■ ИСХОДНЫЙ ОТРЫВОК:
|---|

Еще Конрад Лоренц описывал опыты, при которых свежепойманных воробьев размещали в клетках, расположенных на разных уровнях, при этом лидера стаи и высокоранговых самцов селили на нижние этажи, а всяких общипанных парий помещали в клетки наверху. Птицы при этом могли видеть друг друга. Спустя несколько недель стаю выпускали в вольер, и какое-то время низкоранговые «верхние» особи пользовались там правами лидеров, в то время как бывшие альфы смирно скакали по нижним веточкам, боясь пикнуть.
А все дело в том, что мы (и воробьи, да и большинство других животных) относимся к видам, которые на протяжении миллионов лет учились оценивать любого визави по росту. Все, что выше тебя, может представлять угрозу. И при виде по-настоящему высокого противника нужно немедленно свернуться в комочек, скукожиться и не отсвечивать, чтобы он оценил твою покорность и безобидность и, зевнув, прошел мимо.
Поэтому подданные стоят на коленях, падают ниц и сутулятся, втягивая голову в плечи, в то время как владыка восседает на высоком троне.
Поэтому к человеку на трибуне всегда будет больше доверия, даже если он несет полную чепуху, чем к человеку, выкрикивающему снизу разумные вещи. А если ты на презентации будешь стоять (или часто вставать), твоя речь будет восприниматься сидящими с большим доверием.
И поэтому диктаторы так любят огромные собственные статуи — что Хаммурапи, что Сапармурат Ниязов, что десятиметровый Сталин. Это прекрасный способ лишний раз намекнуть прохожим, что данной страной правит Великий Человечище.
Придворные фотографы вынуждены извращаться всеми возможными способами, чтобы натянуть владыке пару лишних сантиметров. И, конечно, желательно не подпускать к нему людей (особенно женщин), рост которых больше метра семидесяти. А когда всякие заморские супостаты выбирают себе в президенты двухметровых верзил — это вообще подрыв основ суверенной державы и гадство.
Признаки бога
Чтобы доказать безусловную легитимность вождя, всегда привлекался весь арсенал животного мира. Царь находится на возвышении, одет в странные, пышные и невероятно сложные одежды.

|---|

■ ЦЕЛЬ ЗАДАНИЯ: Перепишите часть отрывка, начиная со слов «А все дело в» и дальше до слов «на высоком троне.», изменив «троне» на «помосте». Опирайтесь только на этот отрывок.

■ ПРЕДОСТАВЛЕННЫЕ ДАННЫЕ:
|---|

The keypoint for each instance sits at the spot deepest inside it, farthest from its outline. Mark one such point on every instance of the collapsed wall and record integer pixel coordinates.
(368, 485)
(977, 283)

|---|

■ РЕЗУЛЬТАТ:
А все дело в том, что мы (и воробьи, да и большинство других животных) относимся к видам, которые на протяжении миллионов лет учились оценивать любого визави по росту. Все, что выше тебя, может представлять угрозу. И при виде по-настоящему высокого противника нужно немедленно свернуться в комочек, скукожиться и не отсвечивать, чтобы он оценил твою покорность и безобидность и, зевнув, прошел мимо.
Поэтому подданные стоят на коленях, падают ниц и сутулятся, втягивая голову в плечи, в то время как владыка восседает на высоком помосте.